**What to do**
Rename "calm water surface" to "still water surface" in the stretch of data from the line containing "Reviewer note: every instance of the white wooden" through the line containing "column 724, row 751", leaving everything else unchanged. Return only those lines.

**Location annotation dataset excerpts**

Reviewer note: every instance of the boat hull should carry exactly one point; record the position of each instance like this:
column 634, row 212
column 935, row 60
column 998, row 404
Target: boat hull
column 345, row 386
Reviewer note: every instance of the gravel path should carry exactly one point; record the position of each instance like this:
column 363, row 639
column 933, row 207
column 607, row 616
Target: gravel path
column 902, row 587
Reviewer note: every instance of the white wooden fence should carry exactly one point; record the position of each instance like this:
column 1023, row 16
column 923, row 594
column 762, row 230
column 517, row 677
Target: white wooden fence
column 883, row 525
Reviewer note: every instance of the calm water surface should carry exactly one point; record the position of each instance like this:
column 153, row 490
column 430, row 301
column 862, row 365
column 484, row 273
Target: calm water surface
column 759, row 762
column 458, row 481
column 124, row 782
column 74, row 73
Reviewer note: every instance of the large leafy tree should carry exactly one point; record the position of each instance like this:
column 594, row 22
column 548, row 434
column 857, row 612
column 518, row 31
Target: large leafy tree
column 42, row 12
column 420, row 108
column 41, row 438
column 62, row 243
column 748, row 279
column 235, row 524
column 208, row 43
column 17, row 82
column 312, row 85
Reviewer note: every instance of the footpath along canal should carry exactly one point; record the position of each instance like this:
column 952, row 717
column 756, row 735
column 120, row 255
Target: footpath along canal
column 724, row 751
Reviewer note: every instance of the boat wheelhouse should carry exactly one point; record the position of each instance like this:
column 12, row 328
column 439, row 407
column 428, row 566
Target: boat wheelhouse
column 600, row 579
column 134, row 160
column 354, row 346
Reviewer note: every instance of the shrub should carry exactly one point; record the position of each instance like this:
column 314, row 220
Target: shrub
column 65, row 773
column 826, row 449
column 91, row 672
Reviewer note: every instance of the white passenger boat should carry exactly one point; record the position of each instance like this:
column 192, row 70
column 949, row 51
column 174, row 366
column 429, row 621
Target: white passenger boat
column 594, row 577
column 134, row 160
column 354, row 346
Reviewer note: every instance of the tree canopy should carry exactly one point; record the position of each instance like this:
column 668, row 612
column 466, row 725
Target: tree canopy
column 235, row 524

**Exercise output**
Reviewer note: every instance of the white wooden fence should carry exactly one point; record the position of each instance like this:
column 1023, row 16
column 923, row 594
column 762, row 230
column 517, row 677
Target: white wooden fence
column 883, row 525
Reviewer note: every instance of the still water surface should carry exactly one point; record the position of each instance like this:
column 153, row 490
column 430, row 301
column 862, row 365
column 484, row 273
Target: still water surface
column 759, row 762
column 458, row 481
column 124, row 782
column 74, row 73
Reviewer note: every instance of the large leafy tree should carry exactly one point; record the position of each instance like this:
column 594, row 22
column 548, row 434
column 857, row 612
column 518, row 31
Target: large leafy tree
column 42, row 12
column 420, row 108
column 41, row 438
column 62, row 243
column 748, row 279
column 235, row 524
column 208, row 43
column 17, row 82
column 312, row 85
Reviewer note: every instance of the footpath along canal should carry exactly one point; record the position of each instance like this:
column 952, row 717
column 756, row 735
column 120, row 255
Target: footpath along canal
column 724, row 751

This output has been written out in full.